REQUIRED WORK: Write out all of the material below line for line, without changing anything.

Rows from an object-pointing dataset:
>>>>

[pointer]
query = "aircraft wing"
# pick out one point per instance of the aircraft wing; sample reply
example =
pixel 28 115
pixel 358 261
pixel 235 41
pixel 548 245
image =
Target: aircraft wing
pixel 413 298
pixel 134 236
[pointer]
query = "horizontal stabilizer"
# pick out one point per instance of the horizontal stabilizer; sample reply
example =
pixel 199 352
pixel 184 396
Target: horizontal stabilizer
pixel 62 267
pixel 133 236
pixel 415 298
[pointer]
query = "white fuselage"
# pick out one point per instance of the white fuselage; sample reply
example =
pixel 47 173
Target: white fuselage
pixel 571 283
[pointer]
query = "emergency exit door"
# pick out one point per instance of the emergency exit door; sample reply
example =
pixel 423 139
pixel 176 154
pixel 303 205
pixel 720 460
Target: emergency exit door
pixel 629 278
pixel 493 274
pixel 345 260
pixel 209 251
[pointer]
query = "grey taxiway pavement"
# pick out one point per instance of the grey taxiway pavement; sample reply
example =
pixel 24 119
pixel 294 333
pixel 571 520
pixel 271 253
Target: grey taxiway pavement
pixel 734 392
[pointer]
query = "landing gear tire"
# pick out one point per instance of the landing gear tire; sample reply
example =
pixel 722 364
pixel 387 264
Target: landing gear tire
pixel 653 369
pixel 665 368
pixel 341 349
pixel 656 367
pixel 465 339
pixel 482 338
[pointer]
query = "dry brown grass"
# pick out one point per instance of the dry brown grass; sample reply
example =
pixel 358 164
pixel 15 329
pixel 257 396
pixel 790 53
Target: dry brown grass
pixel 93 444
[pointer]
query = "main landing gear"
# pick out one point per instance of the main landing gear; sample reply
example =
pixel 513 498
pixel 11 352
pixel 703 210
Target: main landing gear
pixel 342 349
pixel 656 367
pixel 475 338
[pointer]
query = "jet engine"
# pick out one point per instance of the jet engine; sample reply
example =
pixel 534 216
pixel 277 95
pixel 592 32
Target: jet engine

<<<<

EXPECTED ANSWER:
[pointer]
query = "aircraft wing"
# pick out one point per instance of the aircraft wing; sample reply
example =
pixel 28 115
pixel 358 261
pixel 235 41
pixel 548 245
image =
Target: aircraft wing
pixel 413 298
pixel 134 236
[pointer]
query = "horizontal stabilizer"
# pick out one point per instance of the horizontal stabilizer; sample reply
example =
pixel 199 352
pixel 184 396
Target: horizontal stabilizer
pixel 62 267
pixel 133 236
pixel 415 298
[pointer]
query = "white fuselage"
# pick out one point per instance of the white fuselage; sample reply
example =
pixel 47 173
Target: white fuselage
pixel 571 283
[pointer]
query = "emergency exit door"
# pick out one point per instance of the emergency exit door; sample reply
example =
pixel 423 139
pixel 176 154
pixel 303 205
pixel 720 460
Target: emergency exit door
pixel 629 278
pixel 493 274
pixel 345 260
pixel 209 251
[pointer]
query = "grey taxiway pavement"
# pick out one point per instance of the grey taxiway pavement; sample reply
example =
pixel 24 119
pixel 294 333
pixel 571 520
pixel 271 253
Target: grey taxiway pavement
pixel 734 392
[pointer]
query = "landing gear tire"
# pick out one point per instance of the landing gear tire; sample reply
example =
pixel 722 364
pixel 387 264
Target: landing gear tire
pixel 653 369
pixel 665 368
pixel 341 349
pixel 656 367
pixel 465 339
pixel 482 338
[pointer]
query = "dry brown grass"
# pick out one point per instance of the dry brown grass; sample reply
example =
pixel 358 164
pixel 15 329
pixel 257 396
pixel 790 53
Target: dry brown grass
pixel 93 444
[pointer]
query = "main landing gear"
# pick out one point per instance of the main landing gear; sample reply
example =
pixel 513 498
pixel 11 352
pixel 703 210
Target: main landing gear
pixel 342 349
pixel 656 367
pixel 475 338
[pointer]
query = "jet engine"
# pick out one point per instance of the jet engine; sample reply
example =
pixel 534 216
pixel 277 95
pixel 592 32
Target: jet engine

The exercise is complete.